## REQUIREMENT
Retype the stretch of the business intelligence careers text from "As Beresford noted, quantifiable" through "in some scenarios.", word for word.

## GIVEN TEXT

Candidates for BI positions should also understand how to access data from legacy systems and modern APIs, as most corporations maintain multiple systems. How companies acquire, move, transform, load, and warehouse data has become increasingly complex.
James Beresford, director at consultancy Agile BI, also agrees that a strong familiarity with machine intelligence can help a BI candidate actually land a job. But knowing about the latest and greatest technology isn’t quite enough; he stressed the importance of understanding the whole “stack” of a prospective employer. Candidates who can talk business on terms that others can understand will have the upper hand.
“What I am seeing,” Beresford said, “is that there is an increasing bifurcation of BI developers into those who stay on the pure developer track and hit career stagnation and those who ‘get’ business, who then become the leaders in the field.”
Business savvy is not something that can be acquired readily. But by talking to those executives and employees who use BI analyses in order to implement strategy, it’s possibly to build an understanding of how data affects an organization. You can use that knowledge as a base, and gradually expand on it as you work on various projects. Some BI experts even opt to take MBA classes, just to brush up on their knowledge (and especially if their company will pay for it).
As Beresford noted, quantifiable business experience and/or a degree such as an MBA or Ph.D. can elevate a BI employee’s salary by a significant amount—over 30 percent, in some scenarios.
BI developers tend to be independent thinkers who excel in agile environments and can adjust to new challenges at speed. According to Brian Flynn, a product manager at SolarWinds, the best people for BI work are often detail-oriented influencers with great communication skills. “They’re likely to suggest as many requirements as given and will motivate the business to alter original plans,” he said. “They can’t resist rocking the boat to make sure all the angles are assessed.”

## DATASET CONTENT
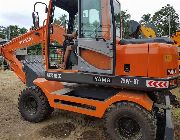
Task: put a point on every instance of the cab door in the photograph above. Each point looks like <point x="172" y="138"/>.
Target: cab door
<point x="95" y="42"/>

## OUTPUT OF THE EXERCISE
As Beresford noted, quantifiable business experience and/or a degree such as an MBA or Ph.D. can elevate a BI employee’s salary by a significant amount—over 30 percent, in some scenarios.